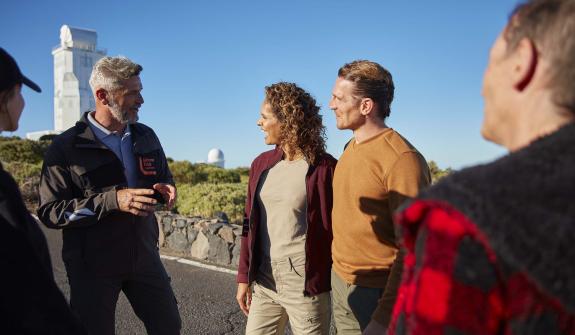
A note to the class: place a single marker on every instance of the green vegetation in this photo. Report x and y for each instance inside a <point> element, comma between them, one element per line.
<point>206,198</point>
<point>203,189</point>
<point>436,172</point>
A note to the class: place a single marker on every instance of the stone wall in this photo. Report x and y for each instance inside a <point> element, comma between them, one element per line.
<point>212,240</point>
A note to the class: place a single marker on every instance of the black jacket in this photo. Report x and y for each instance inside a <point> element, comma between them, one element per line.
<point>30,300</point>
<point>78,187</point>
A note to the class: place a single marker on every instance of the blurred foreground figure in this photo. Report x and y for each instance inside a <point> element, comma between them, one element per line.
<point>490,249</point>
<point>30,300</point>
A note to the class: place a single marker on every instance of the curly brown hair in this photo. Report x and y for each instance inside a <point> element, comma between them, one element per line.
<point>300,122</point>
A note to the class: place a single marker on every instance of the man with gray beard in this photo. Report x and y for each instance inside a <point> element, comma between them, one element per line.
<point>100,183</point>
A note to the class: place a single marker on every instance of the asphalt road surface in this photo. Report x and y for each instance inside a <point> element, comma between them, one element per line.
<point>206,298</point>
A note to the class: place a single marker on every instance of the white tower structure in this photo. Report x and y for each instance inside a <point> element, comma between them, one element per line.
<point>73,62</point>
<point>216,157</point>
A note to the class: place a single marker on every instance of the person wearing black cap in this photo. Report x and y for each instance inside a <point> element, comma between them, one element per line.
<point>30,301</point>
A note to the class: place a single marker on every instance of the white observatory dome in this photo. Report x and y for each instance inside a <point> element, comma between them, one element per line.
<point>216,157</point>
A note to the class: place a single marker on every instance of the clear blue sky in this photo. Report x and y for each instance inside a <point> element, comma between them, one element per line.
<point>206,64</point>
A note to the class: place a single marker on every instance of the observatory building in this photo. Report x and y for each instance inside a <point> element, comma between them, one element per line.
<point>216,157</point>
<point>73,62</point>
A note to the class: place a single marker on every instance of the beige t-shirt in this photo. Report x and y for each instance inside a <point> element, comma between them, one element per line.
<point>282,199</point>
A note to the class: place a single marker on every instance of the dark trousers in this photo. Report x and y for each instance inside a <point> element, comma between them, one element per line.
<point>150,294</point>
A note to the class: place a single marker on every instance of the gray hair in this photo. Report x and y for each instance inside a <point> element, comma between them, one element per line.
<point>109,72</point>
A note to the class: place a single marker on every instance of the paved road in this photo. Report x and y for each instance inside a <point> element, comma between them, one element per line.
<point>206,298</point>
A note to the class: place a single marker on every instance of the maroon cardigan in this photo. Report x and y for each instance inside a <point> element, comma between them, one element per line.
<point>319,235</point>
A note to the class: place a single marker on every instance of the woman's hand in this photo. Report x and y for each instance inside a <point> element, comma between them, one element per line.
<point>244,297</point>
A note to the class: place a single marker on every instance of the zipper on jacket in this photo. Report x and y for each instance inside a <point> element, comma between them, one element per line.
<point>305,291</point>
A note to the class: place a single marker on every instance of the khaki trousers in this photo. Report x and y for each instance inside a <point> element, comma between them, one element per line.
<point>280,298</point>
<point>352,305</point>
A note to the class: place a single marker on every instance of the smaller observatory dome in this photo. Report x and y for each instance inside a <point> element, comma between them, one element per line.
<point>216,157</point>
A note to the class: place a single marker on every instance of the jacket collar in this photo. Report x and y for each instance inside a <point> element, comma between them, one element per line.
<point>524,205</point>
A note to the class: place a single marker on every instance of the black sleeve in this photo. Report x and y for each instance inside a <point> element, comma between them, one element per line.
<point>30,300</point>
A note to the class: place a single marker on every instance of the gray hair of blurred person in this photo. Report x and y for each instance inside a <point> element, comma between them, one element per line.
<point>550,26</point>
<point>109,72</point>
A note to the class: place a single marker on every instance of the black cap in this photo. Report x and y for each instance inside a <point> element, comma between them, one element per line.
<point>10,74</point>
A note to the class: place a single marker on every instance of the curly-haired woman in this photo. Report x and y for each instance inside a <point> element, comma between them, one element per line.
<point>285,259</point>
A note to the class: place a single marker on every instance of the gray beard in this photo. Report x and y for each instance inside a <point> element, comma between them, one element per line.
<point>120,116</point>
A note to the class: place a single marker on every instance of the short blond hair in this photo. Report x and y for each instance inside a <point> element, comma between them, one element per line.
<point>371,81</point>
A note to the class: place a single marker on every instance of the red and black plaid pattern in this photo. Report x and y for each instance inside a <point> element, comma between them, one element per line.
<point>453,282</point>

- [Required task]
Rewrite every item above, replacing "single marker" with "pin" and leaving everything else unchanged. Omit the picture lines from your version.

- [Task result]
A note to the class: place a pin on every instance of the green vegetation in this photo. Report x and y for each instance inside a <point> element, comma between them, one element per line.
<point>206,198</point>
<point>203,189</point>
<point>436,172</point>
A note to the class: place a pin on every instance of the stone wall in this photo. Report x and y for each instance inside a <point> element, comma between them, one element per line.
<point>212,240</point>
A note to the class: place a pin on every instance of the black jacket in this photo. Report x and y for each instance inside a <point> element, comma between them, one element per line.
<point>30,300</point>
<point>78,187</point>
A note to the class: place a pin on every instance of the blurred foreground figure in this photo. Report x and y for each instance inside a <point> element, comma between them, one element per line.
<point>490,249</point>
<point>30,300</point>
A note to the class: place a pin on every instance of the curly brown hair in this photo. Report x and y for each instance inside a <point> element, comma between them, one element per line.
<point>300,122</point>
A note to the class: place a pin on every instance of the man with gray beard in this photo. Report x and y for each instance inside a <point> element, comma between them, one element per line.
<point>100,183</point>
A note to the class: place a pin on every instance of the asphalt road surface in this photo. Report x and y for each instance inside a <point> element, comma between them, one element per line.
<point>206,298</point>
A note to the class: place a pin on every instance of the white tower structure in this photo. Report x and y for each instance inside a <point> element, comma between them, one element per line.
<point>73,62</point>
<point>216,157</point>
A note to the class: place a pin on every instance of the person wearing black cap in this photo. Report x and y for each instance inside a <point> element, comma between them, one element per line.
<point>30,301</point>
A note to the class: place a pin on every instance of the white observatory dome in this photo. Report x and y for each instance inside a <point> element, comma between them, one element per line.
<point>216,157</point>
A note to the class: place a pin on every instance of the clear blue sky in this photo. Report x and y for each instance inside a <point> element, comma between them, one element per line.
<point>206,64</point>
A note to the class: place a pin on every instance of the observatory building in this photo. Report x and y for each instance inside a <point> element, comma between them, one element per line.
<point>216,157</point>
<point>73,62</point>
A note to the class: place a pin on every instance of the beige t-shirt in this photo. Report x and y for each instance inside a <point> element, comma between them, one element per line.
<point>282,199</point>
A note to the class: place a pin on every instance of the dark trousers in this photo. Report x and y for each instance inside a <point> element, comma between them, one element per line.
<point>150,294</point>
A note to the class: place a pin on every instance of the gray hair in this photo. Report x and y for each instance inside a <point> element, comma between them, one element per line.
<point>109,72</point>
A note to the class: place a pin on every instance of the paved road in this photo. Report x and y for each instance inside a <point> element, comma between them, one element per line.
<point>206,298</point>
A note to the class: place a pin on every instance of the maroon cardigan in this photo. Report x and y for each instance inside a <point> element, comma between them, one element per line.
<point>319,235</point>
A note to the class: place a pin on every instance of the woman's hand in this photo. Report x and y for each instance inside a <point> element, comma between them, one element per line.
<point>244,297</point>
A note to the class: place a pin on every instance of the zipper on jacket in this photo. Report x and y for each instance inside a <point> element, comma between them, one element per line.
<point>305,291</point>
A note to the class: place a pin on every instance of the khaki trousers in this photo. Report x and y for each instance inside a <point> element, comma between them, one element per line.
<point>280,298</point>
<point>352,305</point>
A note to the class: place a pin on every instance of the smaller observatory dome in this photo. Report x and y for each instance inside a <point> element, comma between them, one element per line.
<point>216,157</point>
A note to the class: place a pin on every instance of the jacket collar in this photo. Report x and y for each instance inside a <point> element, comma between them, one element per line.
<point>524,205</point>
A note to the class: place a pin on every instance of the black sleeve in this photo. Report x and y for each instance inside a <point> element, comma between them, one element per line.
<point>30,300</point>
A note to the class: place a pin on every instance of the gray hair of blurred person in this photo. Report x and y for each instance inside a <point> element, comma between them, one element per line.
<point>550,26</point>
<point>109,72</point>
A note to the class: place a pin on every instance of the black cap in this photo. Report x and y for each instance inside a <point> element, comma between them, one element per line.
<point>10,74</point>
A note to the class: place a pin on every instance of the curly-haired woman in this photo. Report x and y for each instance inside a <point> element, comma between them, one element per line.
<point>285,259</point>
A note to the class: place a pin on every instance of the gray beard in this photo. Report x and y for each instance inside a <point> element, comma between them, one element per line.
<point>120,116</point>
A note to the class: place a pin on every instance of the short blond hair in this photo. Report x and y for each instance inside a <point> element, comma between them, one element per line.
<point>371,81</point>
A note to the class: place a pin on every instance of the red and black plaid pattern in this photo. Report x and y for each instance inside a <point> element, comma between them, one element per line.
<point>453,282</point>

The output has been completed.